(Records drawn from a dataset)

= = = = =

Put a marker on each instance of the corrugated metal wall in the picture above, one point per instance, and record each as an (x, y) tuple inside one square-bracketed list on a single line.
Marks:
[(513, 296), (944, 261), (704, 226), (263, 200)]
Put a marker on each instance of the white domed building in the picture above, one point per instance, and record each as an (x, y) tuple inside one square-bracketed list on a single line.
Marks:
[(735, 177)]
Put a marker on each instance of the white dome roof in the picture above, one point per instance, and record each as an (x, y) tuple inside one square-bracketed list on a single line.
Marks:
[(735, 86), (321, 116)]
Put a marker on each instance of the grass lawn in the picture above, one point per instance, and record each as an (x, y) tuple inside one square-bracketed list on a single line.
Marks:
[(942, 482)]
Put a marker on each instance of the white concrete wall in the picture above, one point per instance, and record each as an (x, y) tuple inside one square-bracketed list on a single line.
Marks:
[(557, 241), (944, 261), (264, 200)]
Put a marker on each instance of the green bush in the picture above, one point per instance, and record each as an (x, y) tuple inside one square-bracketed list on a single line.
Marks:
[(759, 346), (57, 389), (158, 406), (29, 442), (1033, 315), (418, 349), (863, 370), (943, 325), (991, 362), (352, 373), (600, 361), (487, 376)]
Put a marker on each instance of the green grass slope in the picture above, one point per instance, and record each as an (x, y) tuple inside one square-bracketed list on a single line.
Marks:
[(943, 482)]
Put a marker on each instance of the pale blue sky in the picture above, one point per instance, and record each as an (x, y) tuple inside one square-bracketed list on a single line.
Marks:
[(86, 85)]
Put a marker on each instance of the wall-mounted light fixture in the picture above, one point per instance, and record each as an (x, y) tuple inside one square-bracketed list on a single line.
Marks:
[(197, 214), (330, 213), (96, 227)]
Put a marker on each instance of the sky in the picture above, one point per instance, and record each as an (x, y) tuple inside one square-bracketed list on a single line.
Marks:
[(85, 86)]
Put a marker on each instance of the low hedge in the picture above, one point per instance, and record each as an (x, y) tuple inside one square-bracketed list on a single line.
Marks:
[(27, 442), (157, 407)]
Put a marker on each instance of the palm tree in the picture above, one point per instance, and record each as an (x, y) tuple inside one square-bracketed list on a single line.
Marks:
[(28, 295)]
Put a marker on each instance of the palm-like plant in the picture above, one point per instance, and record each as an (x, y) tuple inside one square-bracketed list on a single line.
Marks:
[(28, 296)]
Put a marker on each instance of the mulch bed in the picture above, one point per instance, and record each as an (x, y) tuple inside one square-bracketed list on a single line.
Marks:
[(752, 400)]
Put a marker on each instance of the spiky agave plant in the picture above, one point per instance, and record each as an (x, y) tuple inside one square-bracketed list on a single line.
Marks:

= = = = =

_WHAT NEEDS TO BE DONE:_
How many of the lines above contain the string "white"? Give the number only.

_RESULT BELOW:_
3